▶ [Directions for this task]
Copy the lines below exactly as they appear, and leave the picture out of your copy.

▶ [Input for this task]
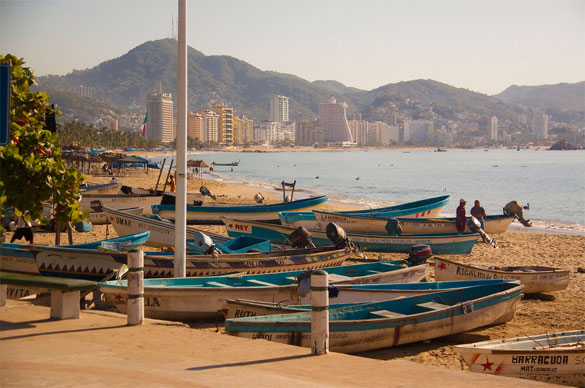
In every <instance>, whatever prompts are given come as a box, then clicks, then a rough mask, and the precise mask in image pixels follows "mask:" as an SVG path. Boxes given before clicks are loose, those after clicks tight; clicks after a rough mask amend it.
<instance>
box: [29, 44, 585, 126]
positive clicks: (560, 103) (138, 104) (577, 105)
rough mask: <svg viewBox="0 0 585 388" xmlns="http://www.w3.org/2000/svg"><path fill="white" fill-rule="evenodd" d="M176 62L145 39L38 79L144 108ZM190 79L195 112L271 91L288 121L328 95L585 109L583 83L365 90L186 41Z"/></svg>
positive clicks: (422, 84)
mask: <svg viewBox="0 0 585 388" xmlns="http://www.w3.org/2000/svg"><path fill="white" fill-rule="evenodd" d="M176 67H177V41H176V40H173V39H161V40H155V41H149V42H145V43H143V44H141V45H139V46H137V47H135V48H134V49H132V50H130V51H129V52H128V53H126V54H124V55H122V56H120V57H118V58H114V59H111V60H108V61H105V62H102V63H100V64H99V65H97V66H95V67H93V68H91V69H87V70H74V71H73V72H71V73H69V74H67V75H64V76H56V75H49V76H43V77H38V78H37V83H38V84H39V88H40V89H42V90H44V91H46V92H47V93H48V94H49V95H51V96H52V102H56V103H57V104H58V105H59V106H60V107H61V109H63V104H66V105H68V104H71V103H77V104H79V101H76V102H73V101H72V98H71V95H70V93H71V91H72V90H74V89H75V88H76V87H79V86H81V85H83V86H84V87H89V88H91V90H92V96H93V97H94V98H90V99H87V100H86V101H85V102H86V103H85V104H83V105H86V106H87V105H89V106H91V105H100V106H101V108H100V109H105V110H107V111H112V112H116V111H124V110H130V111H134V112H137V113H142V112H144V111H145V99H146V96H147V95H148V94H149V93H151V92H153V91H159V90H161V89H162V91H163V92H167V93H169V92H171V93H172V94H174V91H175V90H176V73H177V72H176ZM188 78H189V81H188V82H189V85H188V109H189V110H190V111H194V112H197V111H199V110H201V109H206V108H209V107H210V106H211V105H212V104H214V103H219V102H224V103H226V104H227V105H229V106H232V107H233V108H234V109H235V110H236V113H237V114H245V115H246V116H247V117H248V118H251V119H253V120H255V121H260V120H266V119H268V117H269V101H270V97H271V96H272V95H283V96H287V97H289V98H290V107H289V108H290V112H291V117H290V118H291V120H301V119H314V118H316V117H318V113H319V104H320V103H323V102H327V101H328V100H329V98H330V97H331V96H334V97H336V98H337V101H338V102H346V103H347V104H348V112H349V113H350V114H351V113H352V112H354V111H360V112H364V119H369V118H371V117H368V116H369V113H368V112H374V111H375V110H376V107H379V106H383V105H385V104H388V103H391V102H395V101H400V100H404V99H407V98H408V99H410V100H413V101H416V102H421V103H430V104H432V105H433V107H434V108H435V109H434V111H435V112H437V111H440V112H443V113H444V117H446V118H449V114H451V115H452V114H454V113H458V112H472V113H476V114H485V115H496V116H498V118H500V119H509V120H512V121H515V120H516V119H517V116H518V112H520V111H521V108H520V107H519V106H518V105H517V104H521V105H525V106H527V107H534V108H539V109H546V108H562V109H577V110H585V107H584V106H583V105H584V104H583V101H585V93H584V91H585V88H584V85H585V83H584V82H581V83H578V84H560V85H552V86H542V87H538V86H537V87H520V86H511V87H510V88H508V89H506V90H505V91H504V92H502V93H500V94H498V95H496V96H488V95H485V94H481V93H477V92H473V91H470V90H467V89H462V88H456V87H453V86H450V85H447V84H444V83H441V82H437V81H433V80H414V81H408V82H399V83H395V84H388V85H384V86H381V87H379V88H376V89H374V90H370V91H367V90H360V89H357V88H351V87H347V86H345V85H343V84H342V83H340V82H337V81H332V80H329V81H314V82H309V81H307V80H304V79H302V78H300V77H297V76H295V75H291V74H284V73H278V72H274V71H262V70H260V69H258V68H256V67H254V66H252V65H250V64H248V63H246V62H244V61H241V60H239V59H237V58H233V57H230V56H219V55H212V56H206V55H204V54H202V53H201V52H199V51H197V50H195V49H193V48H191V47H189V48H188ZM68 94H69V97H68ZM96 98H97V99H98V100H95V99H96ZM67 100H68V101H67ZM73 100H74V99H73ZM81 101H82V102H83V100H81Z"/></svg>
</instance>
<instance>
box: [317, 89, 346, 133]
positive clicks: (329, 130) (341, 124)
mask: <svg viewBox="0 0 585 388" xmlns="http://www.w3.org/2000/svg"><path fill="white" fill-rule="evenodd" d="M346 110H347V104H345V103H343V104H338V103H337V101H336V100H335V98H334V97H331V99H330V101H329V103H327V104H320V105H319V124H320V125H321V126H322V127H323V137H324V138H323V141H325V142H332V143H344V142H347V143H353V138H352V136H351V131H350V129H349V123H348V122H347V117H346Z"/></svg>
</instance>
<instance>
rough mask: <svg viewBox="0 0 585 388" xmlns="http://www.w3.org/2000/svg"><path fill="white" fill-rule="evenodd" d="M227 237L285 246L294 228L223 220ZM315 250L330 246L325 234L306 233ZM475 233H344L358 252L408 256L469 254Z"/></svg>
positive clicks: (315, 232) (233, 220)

▶ [Answer for this exercise]
In every <instance>, whatever prompts are given come as a box, then clicks, then a rough mask, and the precise mask in image pixels follows "mask:" as an SVG path. Boxes given before clicks are loose, those after clicks tight; clicks after a rough mask amend it.
<instance>
box: [29, 44, 585, 126]
positive clicks: (560, 103) (138, 104) (577, 105)
rough mask: <svg viewBox="0 0 585 388" xmlns="http://www.w3.org/2000/svg"><path fill="white" fill-rule="evenodd" d="M176 62L145 39L38 79L144 108ZM190 79L195 112L271 91L288 121L328 95L585 109L583 83L365 90L186 41Z"/></svg>
positive clicks: (422, 84)
mask: <svg viewBox="0 0 585 388" xmlns="http://www.w3.org/2000/svg"><path fill="white" fill-rule="evenodd" d="M176 67H177V41H176V40H173V39H161V40H155V41H149V42H145V43H143V44H141V45H139V46H137V47H135V48H134V49H132V50H130V51H129V52H128V53H126V54H124V55H122V56H120V57H118V58H114V59H111V60H108V61H105V62H102V63H100V64H99V65H97V66H95V67H93V68H91V69H87V70H74V71H73V72H71V73H69V74H67V75H64V76H56V75H49V76H43V77H38V78H37V83H38V84H39V88H40V89H42V90H44V91H46V92H47V93H48V94H49V95H51V96H52V102H56V103H57V104H58V105H59V106H60V107H61V109H63V104H66V105H68V104H71V103H77V104H79V101H76V102H73V101H72V98H71V95H70V93H71V91H72V90H74V89H75V88H76V87H79V86H81V85H83V86H84V87H89V88H91V90H92V96H93V97H94V98H90V99H87V100H86V101H85V102H86V103H85V104H83V105H86V106H87V105H89V106H91V105H100V106H101V108H100V109H105V110H107V111H112V112H116V111H124V110H130V111H134V112H137V113H142V112H144V111H145V99H146V96H147V95H148V94H149V93H151V92H153V91H159V90H161V89H162V91H163V92H167V93H169V92H171V93H172V94H174V91H175V90H176V73H177V72H176ZM188 78H189V81H188V82H189V85H188V109H189V110H190V111H194V112H197V111H199V110H201V109H206V108H209V107H210V106H211V105H212V104H214V103H219V102H224V103H226V104H227V105H229V106H232V107H233V108H234V109H235V110H236V113H237V114H245V115H246V116H247V117H248V118H251V119H253V120H255V121H260V120H266V119H268V117H269V101H270V97H271V96H272V95H283V96H287V97H289V98H290V107H289V108H290V112H291V117H290V118H291V120H301V119H314V118H316V117H318V113H319V104H320V103H323V102H327V101H328V100H329V98H330V97H331V96H334V97H336V98H337V101H338V102H346V103H347V104H348V112H349V113H350V114H351V113H352V112H354V111H360V112H364V119H369V118H371V117H368V116H369V113H368V112H374V111H375V110H376V107H379V106H383V105H385V104H388V103H391V102H395V101H400V100H404V99H407V98H408V99H410V100H413V101H416V102H421V103H430V104H432V105H433V107H434V108H435V109H434V111H435V112H437V111H440V112H443V113H444V117H446V118H449V114H451V115H452V114H454V113H458V112H472V113H476V114H485V115H496V116H498V118H500V119H509V120H512V121H515V120H516V119H517V116H518V112H520V111H521V108H520V107H519V106H518V105H517V104H521V105H525V106H527V107H534V108H539V109H546V108H562V109H577V110H585V107H584V106H583V105H584V104H583V101H585V93H584V91H585V88H584V85H585V83H584V82H581V83H578V84H560V85H552V86H542V87H538V86H537V87H520V86H511V87H510V88H508V89H506V90H505V91H504V92H502V93H500V94H498V95H496V96H488V95H485V94H481V93H477V92H473V91H470V90H467V89H462V88H456V87H453V86H450V85H447V84H444V83H441V82H437V81H433V80H414V81H408V82H399V83H395V84H388V85H384V86H381V87H379V88H376V89H374V90H370V91H367V90H360V89H357V88H351V87H347V86H345V85H343V84H342V83H340V82H337V81H332V80H329V81H314V82H309V81H307V80H304V79H302V78H300V77H297V76H295V75H291V74H284V73H278V72H274V71H262V70H260V69H258V68H256V67H254V66H252V65H250V64H248V63H246V62H244V61H241V60H239V59H237V58H233V57H230V56H219V55H212V56H206V55H204V54H202V53H201V52H199V51H197V50H195V49H193V48H191V47H189V48H188ZM68 94H69V97H68ZM96 98H97V99H98V100H95V99H96ZM67 100H68V101H67ZM73 100H74V99H73ZM81 101H82V102H83V100H81Z"/></svg>
</instance>
<instance>
box: [317, 89, 346, 133]
positive clicks: (329, 130) (341, 124)
mask: <svg viewBox="0 0 585 388" xmlns="http://www.w3.org/2000/svg"><path fill="white" fill-rule="evenodd" d="M346 110H347V104H345V103H343V104H338V103H337V101H336V100H335V98H334V97H331V99H330V101H329V103H327V104H320V105H319V124H320V125H321V126H322V127H323V137H324V138H323V141H325V142H332V143H344V142H347V143H353V138H352V136H351V131H350V129H349V123H348V122H347V117H346Z"/></svg>
</instance>
<instance>
rough mask: <svg viewBox="0 0 585 388" xmlns="http://www.w3.org/2000/svg"><path fill="white" fill-rule="evenodd" d="M227 237L285 246L294 228L223 220ZM315 250L330 246L325 234L306 233ZM475 233H344L358 252L408 256L469 254Z"/></svg>
positive clicks: (315, 232) (233, 220)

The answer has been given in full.